**Data rows**
───

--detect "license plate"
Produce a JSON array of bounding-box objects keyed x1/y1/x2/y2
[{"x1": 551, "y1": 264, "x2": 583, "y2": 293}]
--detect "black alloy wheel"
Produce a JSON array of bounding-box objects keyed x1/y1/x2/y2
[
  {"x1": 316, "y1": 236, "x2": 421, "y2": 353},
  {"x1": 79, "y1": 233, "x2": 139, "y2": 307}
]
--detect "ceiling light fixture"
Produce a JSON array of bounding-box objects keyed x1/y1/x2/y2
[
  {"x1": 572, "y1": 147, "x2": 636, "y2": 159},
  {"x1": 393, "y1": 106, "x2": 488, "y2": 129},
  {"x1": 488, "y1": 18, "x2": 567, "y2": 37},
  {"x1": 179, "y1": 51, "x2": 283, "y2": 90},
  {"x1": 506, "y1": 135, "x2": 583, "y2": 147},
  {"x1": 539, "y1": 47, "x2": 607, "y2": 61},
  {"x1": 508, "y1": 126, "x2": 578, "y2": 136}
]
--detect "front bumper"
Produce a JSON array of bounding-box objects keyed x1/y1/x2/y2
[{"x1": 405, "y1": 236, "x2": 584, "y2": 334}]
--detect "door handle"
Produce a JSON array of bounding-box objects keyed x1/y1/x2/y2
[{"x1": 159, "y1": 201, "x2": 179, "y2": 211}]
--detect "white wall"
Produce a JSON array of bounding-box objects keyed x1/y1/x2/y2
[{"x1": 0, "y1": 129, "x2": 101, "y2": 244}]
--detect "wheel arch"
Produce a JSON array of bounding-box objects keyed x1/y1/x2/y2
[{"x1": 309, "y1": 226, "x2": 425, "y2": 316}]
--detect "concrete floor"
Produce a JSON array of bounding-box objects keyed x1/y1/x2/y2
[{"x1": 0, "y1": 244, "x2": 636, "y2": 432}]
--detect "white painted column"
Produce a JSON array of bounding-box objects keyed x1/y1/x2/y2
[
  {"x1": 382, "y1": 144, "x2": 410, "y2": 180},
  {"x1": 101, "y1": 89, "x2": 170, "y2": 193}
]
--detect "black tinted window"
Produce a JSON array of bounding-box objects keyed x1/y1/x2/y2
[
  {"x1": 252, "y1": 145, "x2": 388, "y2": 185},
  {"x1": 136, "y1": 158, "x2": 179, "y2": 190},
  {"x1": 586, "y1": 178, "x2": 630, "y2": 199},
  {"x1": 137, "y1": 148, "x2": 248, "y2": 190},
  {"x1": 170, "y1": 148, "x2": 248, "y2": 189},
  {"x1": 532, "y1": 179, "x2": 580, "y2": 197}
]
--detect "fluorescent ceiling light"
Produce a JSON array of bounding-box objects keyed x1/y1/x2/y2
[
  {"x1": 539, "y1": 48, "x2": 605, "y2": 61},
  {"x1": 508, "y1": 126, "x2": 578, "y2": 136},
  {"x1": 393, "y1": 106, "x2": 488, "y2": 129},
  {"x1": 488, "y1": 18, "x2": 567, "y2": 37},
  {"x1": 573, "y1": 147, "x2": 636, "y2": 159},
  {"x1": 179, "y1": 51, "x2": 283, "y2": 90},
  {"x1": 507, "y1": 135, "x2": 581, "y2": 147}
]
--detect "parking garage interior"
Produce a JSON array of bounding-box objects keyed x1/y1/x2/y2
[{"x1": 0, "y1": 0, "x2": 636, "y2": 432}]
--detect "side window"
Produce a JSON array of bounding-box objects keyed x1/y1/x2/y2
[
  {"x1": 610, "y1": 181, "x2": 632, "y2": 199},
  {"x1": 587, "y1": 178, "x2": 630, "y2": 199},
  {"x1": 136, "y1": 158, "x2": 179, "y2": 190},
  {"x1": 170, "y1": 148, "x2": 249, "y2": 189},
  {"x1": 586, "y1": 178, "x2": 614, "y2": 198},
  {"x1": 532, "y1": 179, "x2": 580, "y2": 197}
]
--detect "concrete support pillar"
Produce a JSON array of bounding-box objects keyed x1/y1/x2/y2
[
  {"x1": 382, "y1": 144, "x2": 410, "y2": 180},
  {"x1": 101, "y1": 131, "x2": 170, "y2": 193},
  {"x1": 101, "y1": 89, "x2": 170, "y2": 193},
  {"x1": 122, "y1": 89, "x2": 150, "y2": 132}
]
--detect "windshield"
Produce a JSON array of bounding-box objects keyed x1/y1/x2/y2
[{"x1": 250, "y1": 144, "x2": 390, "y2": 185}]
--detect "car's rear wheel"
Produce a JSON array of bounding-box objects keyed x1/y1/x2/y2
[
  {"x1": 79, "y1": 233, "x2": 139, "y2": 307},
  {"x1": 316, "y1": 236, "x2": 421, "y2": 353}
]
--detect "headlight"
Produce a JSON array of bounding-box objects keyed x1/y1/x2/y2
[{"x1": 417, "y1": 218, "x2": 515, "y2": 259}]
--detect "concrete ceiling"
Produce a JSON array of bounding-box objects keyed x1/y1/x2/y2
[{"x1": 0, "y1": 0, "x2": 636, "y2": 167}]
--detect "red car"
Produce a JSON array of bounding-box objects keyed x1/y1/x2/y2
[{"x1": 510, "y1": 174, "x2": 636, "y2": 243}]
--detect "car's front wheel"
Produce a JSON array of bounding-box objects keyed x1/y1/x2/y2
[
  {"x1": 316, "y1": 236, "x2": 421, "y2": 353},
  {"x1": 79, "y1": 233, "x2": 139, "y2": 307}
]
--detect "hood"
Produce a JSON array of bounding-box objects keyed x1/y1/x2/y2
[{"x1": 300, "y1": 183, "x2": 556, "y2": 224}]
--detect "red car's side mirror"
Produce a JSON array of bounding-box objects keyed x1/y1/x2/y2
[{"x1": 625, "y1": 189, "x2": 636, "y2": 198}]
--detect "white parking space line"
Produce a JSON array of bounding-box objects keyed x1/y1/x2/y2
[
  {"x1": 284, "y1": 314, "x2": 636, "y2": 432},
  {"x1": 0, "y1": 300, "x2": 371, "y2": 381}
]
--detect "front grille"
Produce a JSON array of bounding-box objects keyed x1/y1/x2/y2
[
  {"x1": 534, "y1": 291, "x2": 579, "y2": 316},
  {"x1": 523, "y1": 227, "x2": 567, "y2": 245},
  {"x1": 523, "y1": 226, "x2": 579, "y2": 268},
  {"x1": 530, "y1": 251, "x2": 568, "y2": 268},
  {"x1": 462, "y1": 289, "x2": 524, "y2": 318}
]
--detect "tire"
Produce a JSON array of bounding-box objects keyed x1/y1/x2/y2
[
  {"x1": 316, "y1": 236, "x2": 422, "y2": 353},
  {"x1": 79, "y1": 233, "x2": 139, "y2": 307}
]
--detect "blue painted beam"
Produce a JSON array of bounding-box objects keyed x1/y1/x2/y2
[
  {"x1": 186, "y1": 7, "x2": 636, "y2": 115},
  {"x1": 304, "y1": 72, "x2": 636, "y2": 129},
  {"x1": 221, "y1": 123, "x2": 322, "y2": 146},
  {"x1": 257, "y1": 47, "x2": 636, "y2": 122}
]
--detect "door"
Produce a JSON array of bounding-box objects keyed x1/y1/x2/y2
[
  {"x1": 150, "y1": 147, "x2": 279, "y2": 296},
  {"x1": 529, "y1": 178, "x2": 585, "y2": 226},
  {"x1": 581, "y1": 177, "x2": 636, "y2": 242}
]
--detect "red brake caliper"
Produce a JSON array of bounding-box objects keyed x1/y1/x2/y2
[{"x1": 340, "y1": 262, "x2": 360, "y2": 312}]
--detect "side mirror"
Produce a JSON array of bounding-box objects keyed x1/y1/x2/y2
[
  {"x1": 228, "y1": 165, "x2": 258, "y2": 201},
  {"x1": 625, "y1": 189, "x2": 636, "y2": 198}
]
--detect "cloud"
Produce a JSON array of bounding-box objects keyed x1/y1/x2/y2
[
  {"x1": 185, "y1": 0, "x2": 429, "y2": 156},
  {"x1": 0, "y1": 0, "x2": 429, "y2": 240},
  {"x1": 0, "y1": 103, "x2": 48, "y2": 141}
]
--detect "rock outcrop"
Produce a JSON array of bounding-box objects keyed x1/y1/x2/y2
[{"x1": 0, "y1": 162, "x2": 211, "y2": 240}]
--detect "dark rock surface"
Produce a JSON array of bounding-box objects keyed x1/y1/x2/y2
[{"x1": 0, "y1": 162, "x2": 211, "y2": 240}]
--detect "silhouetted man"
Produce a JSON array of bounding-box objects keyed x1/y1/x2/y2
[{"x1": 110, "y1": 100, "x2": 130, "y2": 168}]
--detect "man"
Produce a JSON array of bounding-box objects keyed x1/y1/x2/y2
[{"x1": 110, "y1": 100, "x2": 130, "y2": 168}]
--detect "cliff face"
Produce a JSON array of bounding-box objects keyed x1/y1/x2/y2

───

**Exercise**
Filter the records above down to the lines that contain the string "rock", copying each such line in full.

**Task answer**
--detect "rock outcrop"
--detect "dark rock surface"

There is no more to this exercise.